[Start EXCERPTED TEXT]

Practically, that's it. Once again, nothing crazy or mindblowing, just smarter usage of convolutional layers.<br>

## Data.
As mentioned earlier, I'll use ImageNet100 subset of RGB images.

## Part II. Data Loading

In [None]:
!pip install torchmetrics
!pip install torchinfo

In [None]:
import torch
from torch import nn
from torchvision import transforms
from torchvision.datasets import ImageFolder
from torch.utils.data import DataLoader, ConcatDataset
from torch.utils.tensorboard import SummaryWriter

from torchmetrics import Accuracy
from torchinfo import summary
from PIL import Image
from pathlib import Path
import matplotlib.pyplot as plt
import os

In [None]:
device = "cuda" if torch.cuda.is_available() else "cpu"

[End EXCERPTED TEXT]

TASK INSTRUCTIONS: From the excerpt on loading ImageNet100 data, copy the passage starting with "Practically, that's it." and going on through "of RGB images.".

[Start PROVIDED DATA]

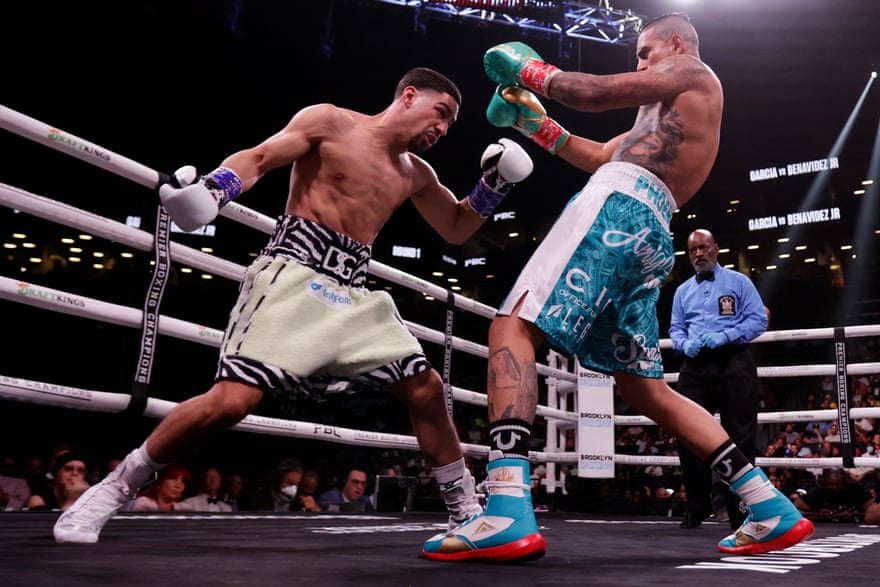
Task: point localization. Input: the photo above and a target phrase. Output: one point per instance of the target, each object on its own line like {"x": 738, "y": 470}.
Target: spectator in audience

[End PROVIDED DATA]

THE SOLUTION:
Practically, that's it. Once again, nothing crazy or mindblowing, just smarter usage of convolutional layers.<br>

## Data.
As mentioned earlier, I'll use ImageNet100 subset of RGB images.